● WHAT YOU HAVE TO DO:
Please locate every line in the records below that contains the word "gear", and copy each such line. Case counts.

== WORKING DATA

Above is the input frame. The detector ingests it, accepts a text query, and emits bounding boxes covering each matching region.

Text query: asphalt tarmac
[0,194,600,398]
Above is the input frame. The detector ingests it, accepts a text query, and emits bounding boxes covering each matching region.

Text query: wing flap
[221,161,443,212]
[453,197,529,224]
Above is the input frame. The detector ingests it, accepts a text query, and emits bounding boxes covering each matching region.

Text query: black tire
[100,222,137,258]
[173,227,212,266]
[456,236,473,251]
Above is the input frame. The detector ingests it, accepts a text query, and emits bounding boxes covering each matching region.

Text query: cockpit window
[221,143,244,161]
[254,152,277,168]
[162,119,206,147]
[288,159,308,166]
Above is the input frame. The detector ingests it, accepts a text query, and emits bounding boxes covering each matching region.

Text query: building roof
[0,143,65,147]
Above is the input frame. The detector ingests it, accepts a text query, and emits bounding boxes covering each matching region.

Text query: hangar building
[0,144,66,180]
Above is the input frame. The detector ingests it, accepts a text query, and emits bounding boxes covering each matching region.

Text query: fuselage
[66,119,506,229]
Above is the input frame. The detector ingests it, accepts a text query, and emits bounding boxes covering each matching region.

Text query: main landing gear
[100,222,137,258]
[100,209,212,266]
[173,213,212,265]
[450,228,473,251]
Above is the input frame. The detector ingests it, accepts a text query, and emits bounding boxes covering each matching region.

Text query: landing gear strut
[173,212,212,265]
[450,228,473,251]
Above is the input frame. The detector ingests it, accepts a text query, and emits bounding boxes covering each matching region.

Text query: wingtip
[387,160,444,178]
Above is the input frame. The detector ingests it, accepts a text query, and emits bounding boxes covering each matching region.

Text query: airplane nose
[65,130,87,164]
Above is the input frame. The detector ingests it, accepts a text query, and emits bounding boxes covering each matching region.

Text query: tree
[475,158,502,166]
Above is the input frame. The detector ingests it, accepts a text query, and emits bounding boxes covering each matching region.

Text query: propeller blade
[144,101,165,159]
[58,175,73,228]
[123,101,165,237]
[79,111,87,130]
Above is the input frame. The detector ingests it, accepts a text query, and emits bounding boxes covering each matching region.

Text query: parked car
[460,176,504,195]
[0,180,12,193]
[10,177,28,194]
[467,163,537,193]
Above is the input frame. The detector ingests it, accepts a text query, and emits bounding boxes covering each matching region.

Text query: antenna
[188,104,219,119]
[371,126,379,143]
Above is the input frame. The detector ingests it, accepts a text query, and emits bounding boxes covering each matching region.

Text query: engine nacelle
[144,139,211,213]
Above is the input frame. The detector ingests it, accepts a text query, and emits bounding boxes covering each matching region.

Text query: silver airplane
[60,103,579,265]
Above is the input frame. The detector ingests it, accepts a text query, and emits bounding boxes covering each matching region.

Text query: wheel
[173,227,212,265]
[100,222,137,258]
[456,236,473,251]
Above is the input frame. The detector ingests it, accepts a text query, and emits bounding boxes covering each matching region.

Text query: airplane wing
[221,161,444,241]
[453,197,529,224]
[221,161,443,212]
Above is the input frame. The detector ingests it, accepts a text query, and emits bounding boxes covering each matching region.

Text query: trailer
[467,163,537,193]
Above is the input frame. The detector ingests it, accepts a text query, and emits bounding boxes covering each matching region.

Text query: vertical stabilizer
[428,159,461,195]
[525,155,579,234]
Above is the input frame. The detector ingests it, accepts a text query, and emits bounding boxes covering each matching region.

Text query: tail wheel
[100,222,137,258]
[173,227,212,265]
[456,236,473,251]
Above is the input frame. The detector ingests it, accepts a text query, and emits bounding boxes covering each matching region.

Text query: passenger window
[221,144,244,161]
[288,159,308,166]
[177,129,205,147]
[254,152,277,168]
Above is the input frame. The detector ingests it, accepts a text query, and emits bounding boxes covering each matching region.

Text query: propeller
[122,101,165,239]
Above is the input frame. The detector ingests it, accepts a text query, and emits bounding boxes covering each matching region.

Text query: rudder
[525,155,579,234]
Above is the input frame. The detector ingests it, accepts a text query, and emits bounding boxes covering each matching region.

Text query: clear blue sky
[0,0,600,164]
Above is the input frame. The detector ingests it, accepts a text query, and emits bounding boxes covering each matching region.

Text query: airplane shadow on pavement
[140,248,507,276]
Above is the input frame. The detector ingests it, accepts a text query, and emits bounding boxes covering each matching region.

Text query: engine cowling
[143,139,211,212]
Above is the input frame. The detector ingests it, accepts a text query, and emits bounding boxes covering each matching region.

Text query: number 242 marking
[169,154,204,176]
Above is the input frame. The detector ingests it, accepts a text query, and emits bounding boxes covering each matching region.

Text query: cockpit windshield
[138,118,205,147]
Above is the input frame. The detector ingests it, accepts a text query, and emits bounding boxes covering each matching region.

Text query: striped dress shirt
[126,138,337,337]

====

● EXERCISE OUTPUT:
Text query: main landing gear
Text query: landing gear strut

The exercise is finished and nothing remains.